## Problem to work on
Write out again everything from the line containing "Exercise. Mark the pink marble frosting" down to the end of the entries below, requests included. Multiply each answer coordinate by 0.55 and round it to a whole number, with halves rounding up, but leave the numbers in the requests and their sample points unchanged.
--- START Records for the exercise ---
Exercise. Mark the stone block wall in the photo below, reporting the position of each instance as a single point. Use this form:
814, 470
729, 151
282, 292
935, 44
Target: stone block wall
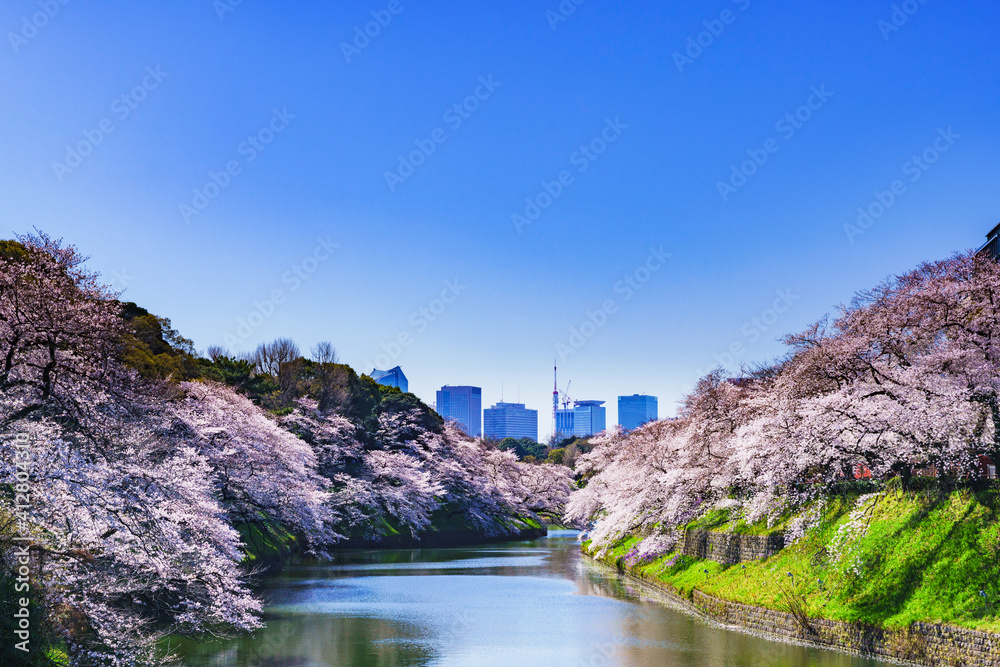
922, 643
729, 548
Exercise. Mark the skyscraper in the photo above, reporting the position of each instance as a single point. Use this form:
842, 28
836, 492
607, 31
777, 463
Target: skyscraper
392, 378
510, 420
636, 410
583, 419
464, 405
589, 418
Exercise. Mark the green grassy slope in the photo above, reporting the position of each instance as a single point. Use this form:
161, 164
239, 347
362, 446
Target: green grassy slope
914, 557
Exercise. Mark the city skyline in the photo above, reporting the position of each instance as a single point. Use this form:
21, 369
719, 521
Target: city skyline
566, 207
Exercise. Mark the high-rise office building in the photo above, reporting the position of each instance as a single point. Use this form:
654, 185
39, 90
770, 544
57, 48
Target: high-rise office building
564, 423
589, 418
583, 419
464, 405
510, 420
636, 410
392, 378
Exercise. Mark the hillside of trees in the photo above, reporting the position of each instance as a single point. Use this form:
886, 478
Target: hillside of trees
904, 383
143, 484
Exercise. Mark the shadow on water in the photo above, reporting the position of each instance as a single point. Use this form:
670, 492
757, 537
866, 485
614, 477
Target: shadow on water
524, 603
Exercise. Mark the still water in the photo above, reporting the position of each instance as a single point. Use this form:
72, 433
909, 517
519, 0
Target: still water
506, 605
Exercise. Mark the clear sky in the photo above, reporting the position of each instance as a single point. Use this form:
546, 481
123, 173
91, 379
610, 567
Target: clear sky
618, 121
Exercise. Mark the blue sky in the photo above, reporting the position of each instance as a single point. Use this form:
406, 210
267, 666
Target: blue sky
306, 229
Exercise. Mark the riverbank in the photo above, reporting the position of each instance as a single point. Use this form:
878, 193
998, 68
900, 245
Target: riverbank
271, 551
903, 576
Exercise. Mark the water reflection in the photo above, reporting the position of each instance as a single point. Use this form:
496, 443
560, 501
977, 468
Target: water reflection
529, 603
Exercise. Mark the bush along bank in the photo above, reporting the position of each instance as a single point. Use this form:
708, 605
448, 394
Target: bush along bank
911, 576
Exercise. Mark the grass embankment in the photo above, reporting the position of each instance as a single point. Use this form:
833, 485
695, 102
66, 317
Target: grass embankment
912, 557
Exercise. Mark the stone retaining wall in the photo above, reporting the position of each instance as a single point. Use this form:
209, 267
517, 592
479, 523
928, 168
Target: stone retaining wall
928, 644
922, 643
729, 548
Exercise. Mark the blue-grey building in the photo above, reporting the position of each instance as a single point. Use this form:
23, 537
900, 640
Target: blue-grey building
636, 410
392, 378
564, 423
464, 405
585, 418
510, 420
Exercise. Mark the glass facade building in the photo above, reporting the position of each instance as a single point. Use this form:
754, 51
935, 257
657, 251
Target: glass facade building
510, 420
636, 410
585, 418
464, 405
392, 378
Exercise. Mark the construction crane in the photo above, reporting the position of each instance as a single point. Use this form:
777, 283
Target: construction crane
555, 395
565, 394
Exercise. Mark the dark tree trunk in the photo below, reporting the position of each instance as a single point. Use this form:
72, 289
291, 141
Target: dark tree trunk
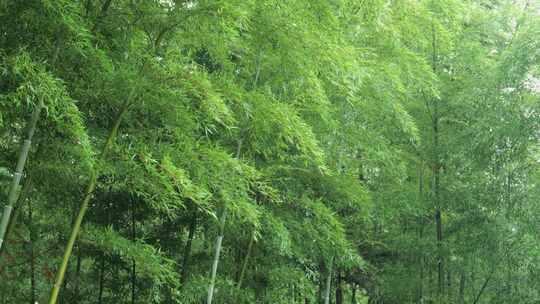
187, 248
339, 288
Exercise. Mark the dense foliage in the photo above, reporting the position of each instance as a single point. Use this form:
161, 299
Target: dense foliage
269, 151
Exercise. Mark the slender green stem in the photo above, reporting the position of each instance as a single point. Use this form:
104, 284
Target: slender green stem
14, 187
84, 206
246, 259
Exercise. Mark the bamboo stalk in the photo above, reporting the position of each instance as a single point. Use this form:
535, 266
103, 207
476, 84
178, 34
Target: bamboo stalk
14, 187
328, 283
84, 206
219, 241
246, 259
216, 256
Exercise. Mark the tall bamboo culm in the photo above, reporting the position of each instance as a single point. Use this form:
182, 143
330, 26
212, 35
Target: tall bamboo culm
219, 240
84, 206
14, 186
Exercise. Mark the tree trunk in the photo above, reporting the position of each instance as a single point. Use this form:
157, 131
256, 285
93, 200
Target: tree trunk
84, 205
246, 259
101, 278
133, 265
187, 248
23, 196
216, 256
328, 283
77, 275
461, 296
353, 293
14, 186
32, 256
339, 288
219, 240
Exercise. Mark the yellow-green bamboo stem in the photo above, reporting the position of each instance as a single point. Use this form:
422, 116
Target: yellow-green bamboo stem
16, 211
84, 206
219, 240
14, 187
246, 259
328, 283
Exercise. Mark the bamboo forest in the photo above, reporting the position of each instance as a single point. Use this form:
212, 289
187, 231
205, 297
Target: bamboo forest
270, 151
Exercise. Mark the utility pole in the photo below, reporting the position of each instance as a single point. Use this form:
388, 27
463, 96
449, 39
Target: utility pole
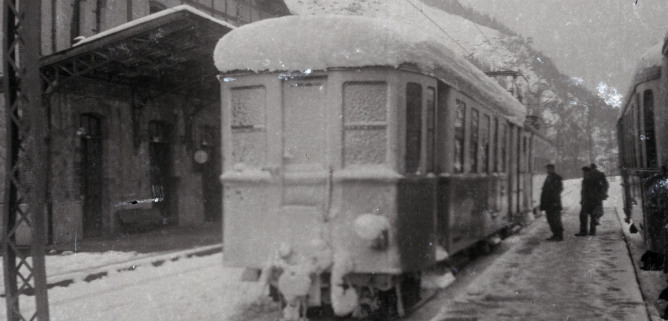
25, 168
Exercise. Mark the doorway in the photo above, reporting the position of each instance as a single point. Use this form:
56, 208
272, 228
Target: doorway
91, 174
160, 160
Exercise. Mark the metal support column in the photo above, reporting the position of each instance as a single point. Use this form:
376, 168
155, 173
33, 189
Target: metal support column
25, 168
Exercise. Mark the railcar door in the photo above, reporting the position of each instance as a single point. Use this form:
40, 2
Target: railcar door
305, 186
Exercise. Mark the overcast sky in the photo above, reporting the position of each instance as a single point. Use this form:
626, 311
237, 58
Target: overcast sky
596, 40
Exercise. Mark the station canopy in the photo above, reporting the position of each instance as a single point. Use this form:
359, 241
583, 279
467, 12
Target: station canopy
165, 52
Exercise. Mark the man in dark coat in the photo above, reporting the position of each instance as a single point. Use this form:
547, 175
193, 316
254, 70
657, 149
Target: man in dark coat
601, 185
591, 199
550, 202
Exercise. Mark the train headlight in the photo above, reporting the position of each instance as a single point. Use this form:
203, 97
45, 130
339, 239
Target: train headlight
373, 228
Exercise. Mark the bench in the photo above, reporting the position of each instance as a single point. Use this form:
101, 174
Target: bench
140, 219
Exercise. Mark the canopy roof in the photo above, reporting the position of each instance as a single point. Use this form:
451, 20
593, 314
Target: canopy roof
169, 51
303, 43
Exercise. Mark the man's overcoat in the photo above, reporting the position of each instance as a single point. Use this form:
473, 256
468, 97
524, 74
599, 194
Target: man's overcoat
550, 197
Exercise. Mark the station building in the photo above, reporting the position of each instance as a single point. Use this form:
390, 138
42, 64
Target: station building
134, 111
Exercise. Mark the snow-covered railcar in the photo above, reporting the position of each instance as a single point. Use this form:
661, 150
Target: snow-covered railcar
643, 154
357, 153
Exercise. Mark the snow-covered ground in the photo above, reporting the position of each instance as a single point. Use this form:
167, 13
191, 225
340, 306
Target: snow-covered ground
190, 288
581, 278
200, 288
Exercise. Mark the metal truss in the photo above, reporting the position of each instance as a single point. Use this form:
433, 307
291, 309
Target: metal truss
26, 121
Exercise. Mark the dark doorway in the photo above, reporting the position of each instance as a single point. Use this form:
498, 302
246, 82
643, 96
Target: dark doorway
160, 159
211, 187
91, 174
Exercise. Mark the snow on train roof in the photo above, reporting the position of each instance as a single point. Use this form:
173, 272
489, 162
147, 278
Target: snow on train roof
648, 68
300, 43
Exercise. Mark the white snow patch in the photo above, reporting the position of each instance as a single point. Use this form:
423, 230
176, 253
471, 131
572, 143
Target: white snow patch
153, 17
297, 43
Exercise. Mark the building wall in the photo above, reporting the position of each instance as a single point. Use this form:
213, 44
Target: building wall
126, 162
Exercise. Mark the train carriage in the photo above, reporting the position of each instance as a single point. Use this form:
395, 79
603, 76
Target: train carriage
358, 153
641, 153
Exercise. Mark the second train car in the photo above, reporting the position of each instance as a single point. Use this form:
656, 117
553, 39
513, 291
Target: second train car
357, 154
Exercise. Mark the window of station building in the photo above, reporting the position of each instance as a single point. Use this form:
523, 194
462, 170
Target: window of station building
413, 127
650, 138
503, 141
525, 157
460, 120
639, 141
158, 131
249, 137
485, 137
473, 144
90, 126
364, 123
431, 128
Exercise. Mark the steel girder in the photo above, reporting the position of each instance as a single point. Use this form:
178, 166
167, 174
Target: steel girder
24, 169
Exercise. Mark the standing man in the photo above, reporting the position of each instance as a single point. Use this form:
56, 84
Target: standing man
550, 202
601, 186
588, 203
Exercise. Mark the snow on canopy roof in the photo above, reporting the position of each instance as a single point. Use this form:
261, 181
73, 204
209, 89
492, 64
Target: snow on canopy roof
300, 43
153, 17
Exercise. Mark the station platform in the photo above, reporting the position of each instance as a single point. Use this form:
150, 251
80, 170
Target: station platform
580, 278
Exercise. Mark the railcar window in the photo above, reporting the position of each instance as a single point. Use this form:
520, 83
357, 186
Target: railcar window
413, 126
650, 139
249, 141
484, 146
630, 137
364, 123
431, 128
473, 145
496, 145
460, 120
503, 141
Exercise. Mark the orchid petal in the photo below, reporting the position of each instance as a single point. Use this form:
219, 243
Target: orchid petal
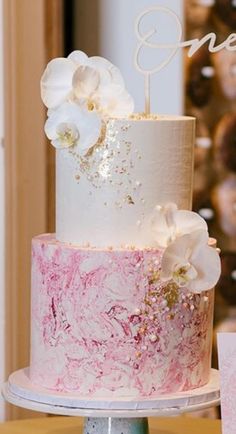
56, 82
85, 81
78, 57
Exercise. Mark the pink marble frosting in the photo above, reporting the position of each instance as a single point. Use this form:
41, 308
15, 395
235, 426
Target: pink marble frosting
103, 323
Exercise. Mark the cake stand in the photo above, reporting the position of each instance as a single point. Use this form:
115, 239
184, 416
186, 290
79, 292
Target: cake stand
113, 416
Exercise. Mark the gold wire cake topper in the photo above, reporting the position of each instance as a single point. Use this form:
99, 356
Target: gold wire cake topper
193, 44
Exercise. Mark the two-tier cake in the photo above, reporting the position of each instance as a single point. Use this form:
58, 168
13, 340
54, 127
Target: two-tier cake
122, 298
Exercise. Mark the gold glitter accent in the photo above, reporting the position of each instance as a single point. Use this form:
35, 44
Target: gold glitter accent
144, 116
129, 200
154, 277
171, 294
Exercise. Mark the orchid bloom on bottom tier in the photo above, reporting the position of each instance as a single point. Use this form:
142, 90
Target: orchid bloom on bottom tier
187, 258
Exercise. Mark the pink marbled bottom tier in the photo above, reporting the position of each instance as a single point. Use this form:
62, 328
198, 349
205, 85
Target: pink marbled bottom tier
104, 324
--- END Records for the exercise ---
## Result
Exercise. Mark the pink marble frosting in the photo above, reporting the position of each instance as a single point. Use this form:
41, 308
15, 395
235, 426
Target: pink marble frosting
57, 178
Exercise. Mark the cake stand in the photo above, reporting the position of each instance as a single point. Use this form:
115, 239
184, 416
186, 290
79, 292
Target: cake stand
62, 229
Exercise. Mark the gold wire cake topper in the photo above, reporting the position of each instance as a single point. Use this form:
99, 356
Target: gold wire cake topper
106, 24
Exercise. Mark the two-tier cake in the photo above, reporting the position of each instance as a single point. Use this form:
58, 168
13, 340
54, 127
Target: two-tier cake
67, 164
Exercise. Mark the gold glitter accent in the photo above, reporting the position of each instance as a single point. Use this form:
35, 44
Target: gold glitter accent
79, 64
71, 110
85, 152
94, 162
Exercise. Mark the orchid bloom on bottom tier in the photo above, reporting the position of each instance as a single point. Use this form:
142, 90
Target: orchid bloom on bottom tier
103, 142
Exercise. Mark the pink marbled bottom tier in the photo above, reporting the position of each instance as a single point. Use this form:
62, 328
198, 349
205, 85
Target: pink marbled bottom tier
57, 178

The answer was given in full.